--- start Provided text ---

I was given a question, simplify the expression represented by the sum of minterms 0,1,3 and 7 for the 3 parameter function f. Writing this out I got $f = A'B'C' + A'B'C + A'BC + ABC = A'B' + BC$. However, using a karnaugh map
BC 00 10 11 01
A
0 1 0 1 1
1 0 0 1 0
I found 3 groups of 2 ones, which gave me the expression $A'B' + A'C + BC$. I know the two expressions are equivalent, but I was under the impression that a karnaugh map would produce the simplest possible sum of products, which it demonstrably did not do here. Did I make a mistake somewhere or are my assumptions wrong?
Note: the second answer was also the answer given.
I looked up k-maps and saw that you edited your to reflect the proper Karnaugh map. $$ \begin{array}{|c|c|c|c|c|} & B'C' & B'C & BC & BC' \\ \hline A' & 1 & 1 & 1 & 0 \\ A & 0 & 0 & 1 & 0 \end{array} $$
I noticed that whenever neither $A$ nor $B$ the result is $1$. Ergo: $$A'B'$$
Next, I also noticed that whenever $B$ and $C$ are both true, the result is $1$. Ergo: $$A'B' + BC$$

--- end Provided text ---

■ Challenges
**a.** Rewrite the Boolean simplification thread from "I was given" through "the answer given.", replacing "karnaugh map" with "K-map".
**b.** Based on the Boolean simplification thread, answer yes or no to each statement and quote the words that decide it: (i) the function is the sum of minterms 0, 1, 3 and 7; (ii) the map produced three groups of two ones; (iii) the answer given matched the first expression.

--- start Supplied material ---

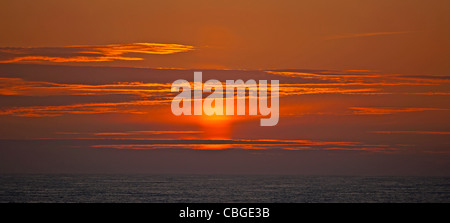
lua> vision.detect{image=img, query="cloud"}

--- end Supplied material ---

■ The answers
**a.**
I was given a question, simplify the expression represented by the sum of minterms 0,1,3 and 7 for the 3 parameter function f. Writing this out I got $f = A'B'C' + A'B'C + A'BC + ABC = A'B' + BC$. However, using a K-map
BC 00 10 11 01
A
0 1 0 1 1
1 0 0 1 0
I found 3 groups of 2 ones, which gave me the expression $A'B' + A'C + BC$. I know the two expressions are equivalent, but I was under the impression that a K-map would produce the simplest possible sum of products, which it demonstrably did not do here. Did I make a mistake somewhere or are my assumptions wrong?
Note: the second answer was also the answer given.

**b.**
(i) Yes: "the sum of minterms 0,1,3 and 7"
(ii) Yes: "I found 3 groups of 2 ones"
(iii) No: "Note: the second answer was also the answer given."